*** Extract provided Section Begins ***
Florence suffered greater damage from the conflict in comparison to Rome. In many of the churches priceless paintings and sculpture of the Renaissance era had been either bricked up, sandbagged, or removed, and the famous picture galleries were not open for inspection, so many of their exhibits having been deposited elsewhere for safer keeping. Nevertheless, Florence had many attractions and was notable for the number of people able to speak good English. The establishment continues today as a modern hotel, Grand Hotel Baglioni.

===Venice===
Albergo Danieli, Riva Degli Schiavoni, 4196 Castello, Venice 30122, Italy. Opened 29 April 1945. After initial problems securing a club in Rome, B Company of 22 Battalion, was tasked by General Freyberg to occupy and hold at all costs the world-famous Albergo Danieli in Venice for a New Zealand Forces Club. The General, who had stayed at this hotel before the war, loved Venice. At the back of his mind, as the New Zealanders drove on past the Senio River, was the determination that his men would see Venice, as he had done, from the very best hotel. The establishment continues today as a modern hotel, Hotel Danieli.

===Charing Cross, London===
Charing Cross Library, 4-6 Charing Cross Road, Leicester Square, London WC2H 0BJ, United Kingdom. Opened 9 Aug 1940.

===Fernleaf Club, London===
No 3 Lowndes Square, Belgravia, London SW1X, United Kingdom. Opened by the High Commissioner for New Zealand, Mr W. J. Jordan c. March 1945. It was a residential centre for the rehabilitation of troops, staffed by the New Zealand Women's Army Auxiliary Corps.
*** Extract provided Section Ends ***
*** Extracted data Section Begins ***
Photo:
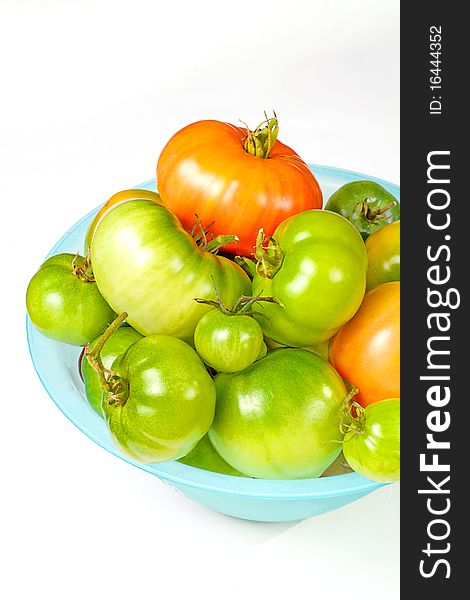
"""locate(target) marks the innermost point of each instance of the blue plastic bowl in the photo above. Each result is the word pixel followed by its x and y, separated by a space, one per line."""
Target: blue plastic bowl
pixel 254 499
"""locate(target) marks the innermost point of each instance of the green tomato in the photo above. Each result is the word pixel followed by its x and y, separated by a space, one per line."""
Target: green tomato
pixel 383 251
pixel 204 456
pixel 116 345
pixel 64 302
pixel 316 268
pixel 228 342
pixel 372 444
pixel 163 400
pixel 146 264
pixel 278 419
pixel 366 204
pixel 338 467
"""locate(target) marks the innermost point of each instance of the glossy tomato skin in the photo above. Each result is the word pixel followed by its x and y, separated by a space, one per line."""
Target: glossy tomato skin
pixel 170 404
pixel 366 351
pixel 375 452
pixel 205 170
pixel 63 306
pixel 366 204
pixel 147 265
pixel 204 456
pixel 383 252
pixel 116 345
pixel 278 419
pixel 118 198
pixel 320 283
pixel 228 343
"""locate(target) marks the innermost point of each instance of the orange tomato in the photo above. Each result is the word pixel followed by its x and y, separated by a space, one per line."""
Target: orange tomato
pixel 208 169
pixel 366 351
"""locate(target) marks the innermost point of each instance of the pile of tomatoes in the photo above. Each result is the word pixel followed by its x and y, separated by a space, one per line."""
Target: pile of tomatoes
pixel 230 322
*** Extracted data Section Ends ***
Task instructions:
1. In the text on wartime clubs, who opened the Fernleaf Club in London?
2. According to the text on wartime clubs, what three things had been done to Renaissance paintings and sculpture in many Florentine churches?
3. Based on the text on wartime clubs, why was General Freyberg set on having the Albergo Danieli in Venice for a New Zealand Forces Club?

Numbered responses:
1. Mr W. J. Jordan, the High Commissioner for New Zealand.

2. They had been bricked up, sandbagged, or removed.

3. He had stayed at the hotel before the war and loved Venice. He was determined that his men would see Venice as he had, from the very best hotel.